» **Job**: Repeat the records below exactly as they appear.
+++++
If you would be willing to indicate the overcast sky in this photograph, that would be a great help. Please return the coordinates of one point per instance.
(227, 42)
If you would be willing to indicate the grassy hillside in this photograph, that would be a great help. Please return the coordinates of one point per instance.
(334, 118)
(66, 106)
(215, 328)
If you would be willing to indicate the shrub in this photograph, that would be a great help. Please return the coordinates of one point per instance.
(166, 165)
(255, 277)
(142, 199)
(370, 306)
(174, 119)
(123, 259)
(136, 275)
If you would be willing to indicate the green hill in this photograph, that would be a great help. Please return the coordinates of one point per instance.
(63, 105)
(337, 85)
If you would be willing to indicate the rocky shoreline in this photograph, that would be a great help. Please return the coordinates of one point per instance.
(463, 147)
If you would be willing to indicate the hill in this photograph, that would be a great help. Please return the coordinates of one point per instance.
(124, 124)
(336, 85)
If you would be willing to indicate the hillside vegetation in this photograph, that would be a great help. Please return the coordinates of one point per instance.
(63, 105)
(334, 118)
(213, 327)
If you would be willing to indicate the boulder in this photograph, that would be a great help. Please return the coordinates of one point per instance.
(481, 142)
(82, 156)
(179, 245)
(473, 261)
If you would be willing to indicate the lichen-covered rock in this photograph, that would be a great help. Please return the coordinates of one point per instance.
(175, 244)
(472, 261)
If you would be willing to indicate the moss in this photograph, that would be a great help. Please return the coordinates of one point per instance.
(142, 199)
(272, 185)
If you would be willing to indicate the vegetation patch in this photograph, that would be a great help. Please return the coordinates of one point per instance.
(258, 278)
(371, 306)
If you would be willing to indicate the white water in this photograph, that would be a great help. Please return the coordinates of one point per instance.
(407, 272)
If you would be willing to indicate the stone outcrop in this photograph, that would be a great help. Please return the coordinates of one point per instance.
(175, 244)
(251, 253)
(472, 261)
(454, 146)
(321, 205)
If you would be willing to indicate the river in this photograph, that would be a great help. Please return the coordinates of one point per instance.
+++++
» **Reply to the exercise**:
If you would be willing to indicate the overcast sky in this photograph, that would be a great help. Please return the coordinates of one point per instance.
(227, 42)
If you would be willing to indicate the grassy hillside in this photograph, that would be a great help. Please return the coordinates of one point per instance.
(334, 118)
(66, 106)
(215, 328)
If you would be willing to indicate the shrub in this photograph, that would be a great help. Please return the coordinates of one point per instance.
(166, 165)
(255, 277)
(142, 199)
(370, 306)
(174, 119)
(123, 259)
(136, 275)
If you would be willing to indicate the green hill in this photograph, that would be a great help. Please return the coordinates of one point per instance.
(63, 105)
(337, 85)
If you would be willing to indicate the rocky shoreline in this photograph, that would be a great help. Please return the coordinates of one point per instance.
(463, 147)
If you would be willing to indicate the hill in this photograph, that would be a great help. Please return the coordinates of one point per instance.
(124, 124)
(336, 85)
If you would be willing to indicate the hillside vegetation in this photograph, that would be a great help. Please return the coordinates of one point per instance.
(63, 105)
(334, 118)
(213, 327)
If you would be willing to indicate the boulder in this photograph, that would be a great help. Please return the coordinates of one point per instance.
(481, 142)
(82, 156)
(179, 245)
(473, 261)
If you would be willing to indicate the lichen-covered rock in this photograph, that would be a great help. Please return the coordinates of one point per instance.
(175, 244)
(472, 261)
If you would be willing to indicate the moss in this photograph, that would be a great help. Please return the coordinates of one point per instance.
(142, 199)
(272, 185)
If you would be willing to indicate the vegetation patch in this photograph, that would be a great help. Please return the coordinates of one point per instance.
(258, 278)
(371, 306)
If you would be willing to indicate the white water in this photograph, that would be a great help. Please return the coordinates of one point per instance.
(407, 272)
If you would be willing to indicate the stone outcrop in this photograph, that would be a great help. Please return the coordinates of one point per instance.
(175, 244)
(251, 253)
(472, 261)
(454, 146)
(321, 205)
If you would be willing to indicate the river in this photograph, that would be a great help. Please return the coordinates of one point per instance.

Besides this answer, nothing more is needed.